> _Exercise_:
Start to finish, write out the entries exactly, leaving the pictures aside.

[Records for processing]

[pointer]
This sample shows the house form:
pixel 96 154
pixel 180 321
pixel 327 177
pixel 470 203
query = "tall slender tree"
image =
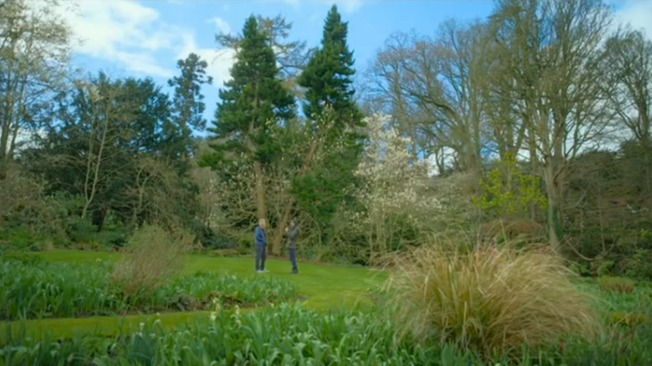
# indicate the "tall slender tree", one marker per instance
pixel 188 103
pixel 335 120
pixel 34 50
pixel 251 103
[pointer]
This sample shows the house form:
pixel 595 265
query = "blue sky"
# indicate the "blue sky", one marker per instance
pixel 146 37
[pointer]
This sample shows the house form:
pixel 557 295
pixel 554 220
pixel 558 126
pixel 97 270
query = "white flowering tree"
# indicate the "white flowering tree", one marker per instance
pixel 395 191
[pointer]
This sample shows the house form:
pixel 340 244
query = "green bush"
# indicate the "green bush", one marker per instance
pixel 488 300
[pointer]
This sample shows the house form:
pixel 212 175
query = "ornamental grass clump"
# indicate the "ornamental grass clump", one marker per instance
pixel 492 301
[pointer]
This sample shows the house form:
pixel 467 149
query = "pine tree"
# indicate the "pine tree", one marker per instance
pixel 334 120
pixel 251 102
pixel 328 77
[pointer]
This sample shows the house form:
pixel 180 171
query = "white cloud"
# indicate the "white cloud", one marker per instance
pixel 219 63
pixel 125 32
pixel 638 13
pixel 219 60
pixel 221 25
pixel 347 6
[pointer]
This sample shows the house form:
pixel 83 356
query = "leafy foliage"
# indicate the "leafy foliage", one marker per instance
pixel 32 288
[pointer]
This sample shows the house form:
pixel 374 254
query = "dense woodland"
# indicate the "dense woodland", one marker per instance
pixel 532 124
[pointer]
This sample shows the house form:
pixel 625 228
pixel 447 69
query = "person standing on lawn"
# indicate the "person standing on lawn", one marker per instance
pixel 261 245
pixel 292 233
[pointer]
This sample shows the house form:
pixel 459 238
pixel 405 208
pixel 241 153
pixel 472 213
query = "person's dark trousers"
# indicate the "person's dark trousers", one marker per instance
pixel 293 259
pixel 261 255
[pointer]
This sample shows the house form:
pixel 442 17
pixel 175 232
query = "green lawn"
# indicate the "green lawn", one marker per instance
pixel 322 287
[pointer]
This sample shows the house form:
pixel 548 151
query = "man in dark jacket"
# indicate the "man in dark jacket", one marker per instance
pixel 292 233
pixel 261 245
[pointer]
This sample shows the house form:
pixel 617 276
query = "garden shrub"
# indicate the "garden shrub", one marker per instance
pixel 616 284
pixel 152 256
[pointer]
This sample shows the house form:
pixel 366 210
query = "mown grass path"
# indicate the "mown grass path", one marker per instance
pixel 322 287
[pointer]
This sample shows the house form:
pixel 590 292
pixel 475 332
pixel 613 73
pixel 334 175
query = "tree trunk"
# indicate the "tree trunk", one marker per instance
pixel 285 215
pixel 260 191
pixel 553 205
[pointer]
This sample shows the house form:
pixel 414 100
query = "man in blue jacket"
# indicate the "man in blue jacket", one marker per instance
pixel 261 245
pixel 292 233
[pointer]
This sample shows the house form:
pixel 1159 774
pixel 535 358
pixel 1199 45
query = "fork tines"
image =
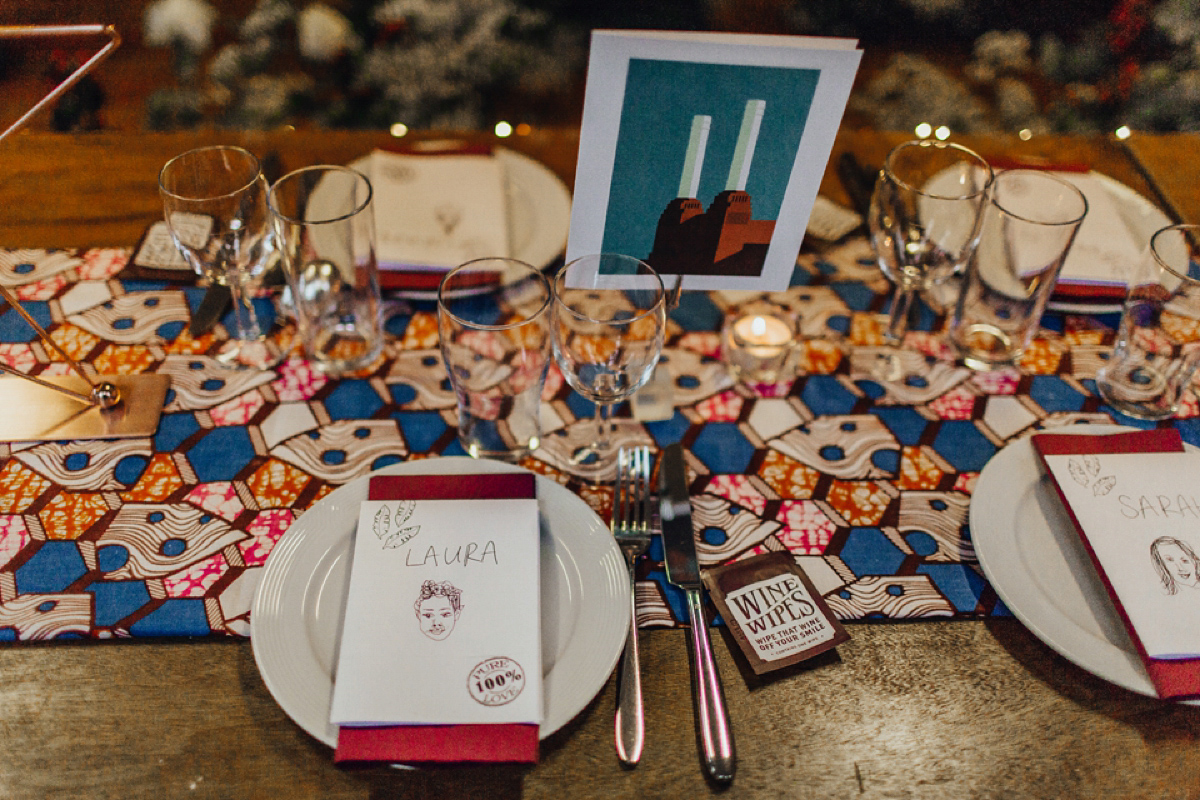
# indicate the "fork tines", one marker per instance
pixel 631 501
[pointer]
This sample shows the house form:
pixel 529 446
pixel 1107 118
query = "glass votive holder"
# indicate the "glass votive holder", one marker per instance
pixel 757 344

[/Records for processing]

> _Solution for this problem_:
[pointer]
This sample shows the house form:
pixel 96 154
pixel 180 321
pixel 327 177
pixel 470 203
query = "tall slender tree"
image =
# indicate the "tall slender tree", one marker per instance
pixel 188 103
pixel 335 120
pixel 34 50
pixel 251 103
[pointer]
This sample shows the house form:
pixel 595 265
query = "blue sky"
# indicate the "blue sky", one marker per instance
pixel 146 37
[pointer]
This sample shows the house form:
pixel 557 295
pixel 554 220
pixel 558 126
pixel 97 270
query = "white flowering tree"
# indicate the "white flowering tree", one marker per instance
pixel 395 191
[pointer]
This sample shows the house form:
pixel 340 244
query = "green bush"
# indicate the "green bush", one marker per instance
pixel 488 300
[pointer]
This sample shows the house form:
pixel 212 175
query = "ornamental grass clump"
# indicate the "ornamental grass clump", one marker per instance
pixel 492 301
[pointer]
This sample shows the house form:
pixel 467 149
query = "pine tree"
# indicate the "pine tree", one marker per instance
pixel 334 120
pixel 251 102
pixel 328 77
[pointer]
This sample shows the house form:
pixel 180 171
query = "white cloud"
# indicate the "white cloud", one marker per instance
pixel 219 63
pixel 125 32
pixel 638 13
pixel 219 60
pixel 221 25
pixel 347 6
[pointer]
This sample shows the house form:
pixel 83 356
query = "leafy foliage"
# indicate the "leafy foliage", one marker per instance
pixel 32 288
[pointer]
This sample shows the house form:
pixel 374 254
query = "dense woodland"
# indicate the "dense woodland", one marker per instance
pixel 532 124
[pointer]
This sample shows the house form:
pixel 625 228
pixel 447 69
query = "person standing on lawn"
# indicate the "person standing on lawn", one marker per instance
pixel 261 245
pixel 292 233
[pointer]
This sample shows the house form:
pixel 459 238
pixel 405 208
pixel 241 153
pixel 472 213
query = "person's dark trousers"
# indicate the "person's dark trousers", one marker per instance
pixel 293 259
pixel 261 255
[pointer]
This sample shows the house form:
pixel 442 17
pixel 175 232
query = "green lawn"
# indicate the "green lawn", one marker per instance
pixel 322 287
[pointer]
This sample shows the house form:
pixel 548 151
query = "man in dark jacket"
# indicate the "man in dark jacket", one marker per instance
pixel 292 233
pixel 261 245
[pointer]
This sample shows the house form:
pixel 617 276
query = "garden shrub"
# indicate the "garden shrub", one marker per instance
pixel 616 284
pixel 152 256
[pointer]
This sample shows the house form:
pixel 366 210
query = "mown grass path"
# indicate the "mown grass path", one marker per instance
pixel 322 287
[pointer]
This sample shows the house form:
pixel 590 292
pixel 475 332
pixel 613 73
pixel 334 175
query = "tree trunk"
# indicate the "tree trunk", one marker per instance
pixel 285 215
pixel 260 191
pixel 553 205
[pointer]
This sample shows the house form:
pixel 414 100
query = "man in blue jacket"
# indicate the "man in blue jacket", one marker per instance
pixel 261 245
pixel 292 233
[pointer]
This sample shows the house form:
pixel 1159 774
pixel 535 358
pixel 1199 45
query = "fork tines"
image =
# indicate the "fork tines", one marker per instance
pixel 631 501
[pointer]
This sample shows the house form:
pixel 529 446
pixel 1107 118
query = "glass votive holder"
# indicate the "glass votive holder", one marker per instance
pixel 757 344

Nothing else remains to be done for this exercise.